►

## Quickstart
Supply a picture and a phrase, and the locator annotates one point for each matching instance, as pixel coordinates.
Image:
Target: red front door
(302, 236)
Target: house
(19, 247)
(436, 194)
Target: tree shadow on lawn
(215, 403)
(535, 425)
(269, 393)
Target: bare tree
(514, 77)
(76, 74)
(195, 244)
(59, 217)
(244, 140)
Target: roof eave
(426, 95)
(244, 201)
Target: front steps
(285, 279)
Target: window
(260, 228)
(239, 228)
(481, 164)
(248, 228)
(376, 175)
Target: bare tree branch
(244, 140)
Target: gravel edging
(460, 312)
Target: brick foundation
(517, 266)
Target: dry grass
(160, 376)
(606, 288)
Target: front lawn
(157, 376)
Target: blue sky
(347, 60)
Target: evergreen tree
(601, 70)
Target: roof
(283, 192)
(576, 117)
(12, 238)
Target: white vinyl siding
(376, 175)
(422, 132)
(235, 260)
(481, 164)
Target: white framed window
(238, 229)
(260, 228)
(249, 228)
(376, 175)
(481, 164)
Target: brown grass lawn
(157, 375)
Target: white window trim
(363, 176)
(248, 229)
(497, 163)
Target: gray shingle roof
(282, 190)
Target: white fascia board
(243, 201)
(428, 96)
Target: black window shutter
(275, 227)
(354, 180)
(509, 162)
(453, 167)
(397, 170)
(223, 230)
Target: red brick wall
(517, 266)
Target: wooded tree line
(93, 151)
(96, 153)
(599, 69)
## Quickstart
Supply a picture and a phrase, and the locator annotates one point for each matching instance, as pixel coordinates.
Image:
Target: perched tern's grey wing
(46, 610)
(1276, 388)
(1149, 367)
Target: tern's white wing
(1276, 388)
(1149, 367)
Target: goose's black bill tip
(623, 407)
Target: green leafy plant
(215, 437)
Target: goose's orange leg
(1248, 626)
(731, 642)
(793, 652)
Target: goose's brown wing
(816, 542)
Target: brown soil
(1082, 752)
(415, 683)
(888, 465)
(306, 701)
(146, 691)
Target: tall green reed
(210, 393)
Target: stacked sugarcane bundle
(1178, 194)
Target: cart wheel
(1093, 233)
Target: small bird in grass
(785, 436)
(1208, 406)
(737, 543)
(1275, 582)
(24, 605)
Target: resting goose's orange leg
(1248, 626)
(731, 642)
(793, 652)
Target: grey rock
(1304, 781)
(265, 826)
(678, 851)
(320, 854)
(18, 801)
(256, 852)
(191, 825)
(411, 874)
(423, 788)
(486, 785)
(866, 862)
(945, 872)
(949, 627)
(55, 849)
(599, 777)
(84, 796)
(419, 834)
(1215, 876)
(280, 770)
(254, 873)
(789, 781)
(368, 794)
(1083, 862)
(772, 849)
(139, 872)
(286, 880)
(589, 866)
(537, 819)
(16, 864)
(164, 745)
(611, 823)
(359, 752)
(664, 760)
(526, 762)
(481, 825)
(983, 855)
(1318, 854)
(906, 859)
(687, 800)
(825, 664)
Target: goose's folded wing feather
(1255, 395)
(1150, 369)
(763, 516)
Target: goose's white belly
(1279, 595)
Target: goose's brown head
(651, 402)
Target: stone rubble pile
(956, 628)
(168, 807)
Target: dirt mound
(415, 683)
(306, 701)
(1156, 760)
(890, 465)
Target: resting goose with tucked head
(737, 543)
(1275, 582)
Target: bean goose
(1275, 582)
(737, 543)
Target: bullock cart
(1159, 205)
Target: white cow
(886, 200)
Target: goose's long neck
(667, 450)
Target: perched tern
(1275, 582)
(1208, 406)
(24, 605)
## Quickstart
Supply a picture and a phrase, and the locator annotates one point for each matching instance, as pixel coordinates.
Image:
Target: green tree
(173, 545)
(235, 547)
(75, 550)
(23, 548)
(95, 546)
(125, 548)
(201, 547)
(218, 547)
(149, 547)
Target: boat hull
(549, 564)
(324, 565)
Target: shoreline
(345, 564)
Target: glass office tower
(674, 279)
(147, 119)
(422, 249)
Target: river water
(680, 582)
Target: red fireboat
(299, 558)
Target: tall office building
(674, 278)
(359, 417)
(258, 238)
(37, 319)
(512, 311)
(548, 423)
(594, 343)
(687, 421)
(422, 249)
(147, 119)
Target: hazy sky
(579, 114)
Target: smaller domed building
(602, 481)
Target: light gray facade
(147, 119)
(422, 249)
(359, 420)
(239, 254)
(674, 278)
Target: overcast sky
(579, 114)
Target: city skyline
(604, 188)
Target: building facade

◄

WHAT IS REQUIRED: Up to and including the last line of the material, reproduce every line exactly, beginning with the one that contains "Target: shoreline" and adding nothing else.

SOLVED PROBLEM:
Target: shoreline
(345, 564)
Target: glass office tower
(674, 279)
(147, 119)
(422, 249)
Target: river water
(680, 582)
Target: red fireboat
(299, 558)
Target: tall office building
(674, 278)
(359, 417)
(258, 238)
(37, 319)
(512, 311)
(548, 423)
(594, 343)
(687, 421)
(422, 249)
(147, 119)
Target: hazy sky
(579, 114)
Target: smaller domed building
(602, 481)
Target: light gray facade
(147, 119)
(422, 249)
(359, 420)
(239, 254)
(674, 278)
Target: overcast sky
(579, 114)
Target: city skyline
(604, 188)
Target: building facade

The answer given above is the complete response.